====== Data supplied

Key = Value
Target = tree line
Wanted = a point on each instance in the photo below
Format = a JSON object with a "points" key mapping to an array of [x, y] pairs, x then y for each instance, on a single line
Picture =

============

Problem details >>
Reproduce every line of the material above, character for character.

Written answer >>
Key = Value
Target = tree line
Wanted = a point on each instance in the photo below
Format = a JSON object with a "points" key mapping to an array of [x, y] pairs, x then y for each instance, on a single line
Picture =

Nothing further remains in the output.